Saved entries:

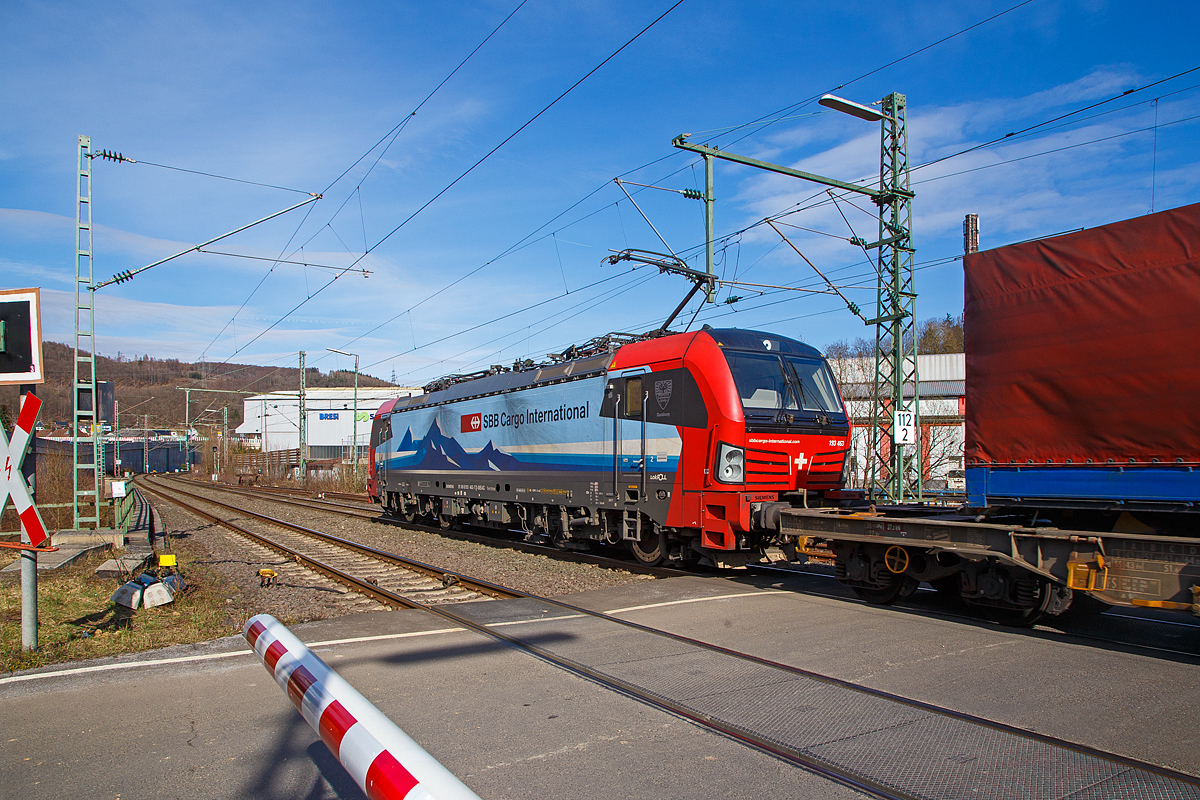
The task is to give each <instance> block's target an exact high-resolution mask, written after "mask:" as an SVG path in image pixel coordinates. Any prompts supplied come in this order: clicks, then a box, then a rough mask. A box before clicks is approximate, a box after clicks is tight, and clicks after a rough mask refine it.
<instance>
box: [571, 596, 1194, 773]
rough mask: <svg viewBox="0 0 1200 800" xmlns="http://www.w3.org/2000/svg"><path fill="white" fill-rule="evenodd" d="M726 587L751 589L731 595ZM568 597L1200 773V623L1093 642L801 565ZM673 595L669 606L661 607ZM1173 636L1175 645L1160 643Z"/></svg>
mask: <svg viewBox="0 0 1200 800" xmlns="http://www.w3.org/2000/svg"><path fill="white" fill-rule="evenodd" d="M793 589H803V593H798V591H793ZM722 591H724V593H726V594H730V595H736V594H739V593H750V594H749V595H748V596H744V597H726V599H720V595H721V593H722ZM768 593H770V594H768ZM571 600H572V601H578V604H581V606H584V607H587V608H592V609H595V610H613V609H622V608H624V609H628V610H623V612H619V614H618V615H619V616H622V618H623V619H628V620H631V621H636V622H643V624H647V625H653V626H655V627H660V628H662V630H667V631H671V632H673V633H678V634H680V636H688V637H692V638H697V639H701V640H704V642H709V643H713V644H718V645H721V646H727V648H731V649H736V650H742V651H745V652H749V654H752V655H757V656H760V657H763V658H769V660H772V661H778V662H780V663H786V664H790V666H793V667H799V668H802V669H810V670H812V672H816V673H821V674H824V675H829V676H833V678H839V679H844V680H851V681H854V682H860V684H864V685H866V686H870V687H872V688H878V690H882V691H886V692H893V693H896V694H900V696H902V697H908V698H912V699H917V700H922V702H926V703H934V704H937V705H943V706H948V708H950V709H954V710H958V711H964V712H967V714H973V715H976V716H979V717H983V718H988V720H996V721H998V722H1004V723H1008V724H1013V726H1018V727H1021V728H1027V729H1031V730H1037V732H1040V733H1044V734H1049V735H1052V736H1060V738H1062V739H1067V740H1069V741H1075V742H1080V744H1084V745H1088V746H1092V747H1098V748H1102V750H1108V751H1112V752H1117V753H1122V754H1126V756H1129V757H1133V758H1139V759H1144V760H1147V762H1151V763H1156V764H1162V765H1165V766H1170V768H1172V769H1178V770H1182V771H1187V772H1190V774H1193V775H1200V747H1198V746H1196V745H1198V742H1200V736H1196V735H1193V734H1190V733H1186V732H1188V730H1190V729H1192V728H1193V727H1194V726H1193V723H1192V721H1194V720H1195V718H1196V716H1200V672H1198V667H1200V625H1198V624H1196V622H1200V620H1195V621H1193V620H1189V619H1188V618H1186V616H1182V615H1178V619H1175V618H1168V616H1162V618H1160V619H1159V620H1153V621H1152V620H1129V619H1124V618H1123V616H1115V615H1105V616H1103V618H1100V621H1099V622H1097V624H1096V625H1094V627H1098V628H1099V631H1098V632H1099V633H1102V634H1104V636H1103V637H1102V638H1100V639H1090V638H1084V637H1082V636H1073V633H1072V632H1070V631H1079V632H1080V633H1084V632H1086V631H1087V630H1088V628H1087V627H1073V628H1068V630H1051V628H1043V630H1032V631H1031V630H1021V628H1009V627H1002V626H1000V625H994V624H990V622H985V621H979V620H971V619H965V618H962V616H952V615H949V614H948V613H947V612H946V609H944V606H943V604H941V603H940V602H938V600H937V597H936V595H935V594H934V593H920V594H919V595H918V596H914V597H912V599H910V600H908V601H906V602H905V603H904V604H899V606H895V607H880V606H869V604H866V603H863V602H860V601H858V600H857V599H854V597H853V595H852V593H850V590H847V589H845V588H844V587H841V585H840V584H838V583H836V582H835V581H833V579H832V578H828V577H824V576H820V575H803V573H802V575H787V576H778V577H769V576H768V577H754V576H746V577H744V578H739V579H737V581H727V579H721V578H673V579H671V581H666V582H660V581H656V582H653V583H641V584H631V585H629V587H622V588H620V590H619V591H613V590H610V589H605V590H598V591H593V593H586V594H582V595H575V596H572V597H571ZM665 602H667V603H672V604H656V603H665ZM647 606H649V607H647ZM638 607H642V608H638ZM1093 632H1094V631H1093ZM1122 639H1124V640H1128V642H1132V643H1133V645H1132V646H1126V645H1123V644H1121V640H1122ZM1168 643H1170V648H1171V649H1170V650H1165V649H1160V650H1156V646H1159V648H1165V646H1166V644H1168ZM1181 650H1182V651H1183V654H1182V655H1181V654H1180V651H1181ZM1085 709H1086V711H1084V710H1085ZM1180 732H1184V733H1180Z"/></svg>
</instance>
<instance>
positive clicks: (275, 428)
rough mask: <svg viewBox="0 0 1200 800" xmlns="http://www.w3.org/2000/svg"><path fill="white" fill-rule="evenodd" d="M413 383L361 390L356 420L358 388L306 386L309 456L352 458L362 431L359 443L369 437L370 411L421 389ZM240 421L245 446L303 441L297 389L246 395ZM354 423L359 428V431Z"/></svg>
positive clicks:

→ PROBLEM TO WORK ON:
Output the lines, exactly: the first line of the entries above, every line after it, and the line with "box: [571, 596, 1194, 773]" as the last. No pictures.

→ YOUR SOLUTION:
The task is to give each <instance> block's target an exact high-resolution mask, written after "mask:" as an SVG path in image pixel coordinates. Any prompts supplied come in this order: clicks, then a box, then a rough mask. A box before clicks is approximate, a box after clicks is tight, and clicks after a rough mask refine it.
<instance>
box: [571, 596, 1194, 773]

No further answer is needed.